## ARTICLE
'''
Love fades away. But things? Things are forever.
– Tom Haverford
I’ll tell it to you straight: I live in a city that can experience all four seasons in a single day. I spent a lot of time in a college town, where my core group of friends rotated based on who was in town for break. I move to a new apartment every nine months, and I’ve never had a boy hold my hand and tell me he loves me.
Change and upheaval have been ubiquitous in my early 20s, but I am stubborn as a mule. I swallowed the stones of constancy a long time ago, hoping they would grind this perpetual uncertainty into something easily digestible. I’d rather drown with my heels dug into the sand than relax my limbs, tilt my head back to the sun, and let the waves wash me ashore. I do not adjust well.
'''
(Dataset rows)
'''
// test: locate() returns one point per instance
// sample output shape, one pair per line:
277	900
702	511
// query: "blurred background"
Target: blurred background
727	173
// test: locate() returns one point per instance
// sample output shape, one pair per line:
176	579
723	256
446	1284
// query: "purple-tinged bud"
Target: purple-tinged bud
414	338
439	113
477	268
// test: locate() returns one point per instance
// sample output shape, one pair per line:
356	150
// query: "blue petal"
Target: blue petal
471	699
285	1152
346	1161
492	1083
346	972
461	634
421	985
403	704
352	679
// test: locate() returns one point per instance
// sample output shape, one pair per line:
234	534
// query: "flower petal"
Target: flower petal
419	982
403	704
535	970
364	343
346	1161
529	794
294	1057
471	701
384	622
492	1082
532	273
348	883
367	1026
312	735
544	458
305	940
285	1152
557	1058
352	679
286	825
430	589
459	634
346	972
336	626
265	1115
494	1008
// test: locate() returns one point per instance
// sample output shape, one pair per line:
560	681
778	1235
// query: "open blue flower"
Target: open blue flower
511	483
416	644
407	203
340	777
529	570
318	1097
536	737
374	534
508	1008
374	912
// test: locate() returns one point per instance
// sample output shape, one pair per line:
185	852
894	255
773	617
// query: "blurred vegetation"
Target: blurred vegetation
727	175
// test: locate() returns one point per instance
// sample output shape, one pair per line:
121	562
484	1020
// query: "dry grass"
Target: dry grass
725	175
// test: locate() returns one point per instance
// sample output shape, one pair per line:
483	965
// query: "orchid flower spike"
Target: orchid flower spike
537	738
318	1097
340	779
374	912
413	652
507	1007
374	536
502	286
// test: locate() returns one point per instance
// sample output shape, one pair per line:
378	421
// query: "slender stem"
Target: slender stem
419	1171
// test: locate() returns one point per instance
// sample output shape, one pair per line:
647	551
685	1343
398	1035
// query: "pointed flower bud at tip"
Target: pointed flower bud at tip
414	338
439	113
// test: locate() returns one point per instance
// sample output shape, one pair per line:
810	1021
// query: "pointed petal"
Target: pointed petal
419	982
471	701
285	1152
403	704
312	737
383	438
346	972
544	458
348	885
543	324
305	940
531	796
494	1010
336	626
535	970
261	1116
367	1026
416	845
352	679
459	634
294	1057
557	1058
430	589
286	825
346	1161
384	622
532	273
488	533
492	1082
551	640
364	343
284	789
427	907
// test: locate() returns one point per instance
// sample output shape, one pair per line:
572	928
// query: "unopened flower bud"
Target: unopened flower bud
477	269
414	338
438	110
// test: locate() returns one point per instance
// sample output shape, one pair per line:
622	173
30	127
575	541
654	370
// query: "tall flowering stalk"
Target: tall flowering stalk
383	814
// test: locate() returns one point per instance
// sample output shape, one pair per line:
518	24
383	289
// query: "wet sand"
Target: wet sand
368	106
'''
## TASK
Write the next part of the personal essay about change and constancy, starting right after its final sentence, "I do not adjust well."

## EXERCISE ANSWER
I’m making this post because I’m about to turn 25 years old, and I’ve been feeling a bit swept away. It’s not a bad thing. As a rational adult, I know that change can be good. It can mean a new job, a better home, friends who care, happiness. As a somewhat less rational adult, I’m terrified and convinced it will all go wrong. Everything. Nothing will be good. Anger and sadness. The feline inside takes over, and all I want to do is hiss and claw my way back to the familiar, even if the familiar means being unhappy.
(I may or may not have been a cat in another life. This may also explain my affinity for knocking things off shelves and head massages.)
Now, I’m not really a person who cares about things. Every time I talk to my mom about moving, I tell her I don’t want anything. I don’t want an adult bed with a solid oak headboard that weighs 2,000,000 pounds. I don’t want a couch that can’t be taken apart. I don’t want to put my posters in frames or to own more than one lamp. I want to keep my six-year-old glasses and this pillowcase from the 1970s. I’ll take people’s old clothes, but I won’t buy new ones for myself. I hate things.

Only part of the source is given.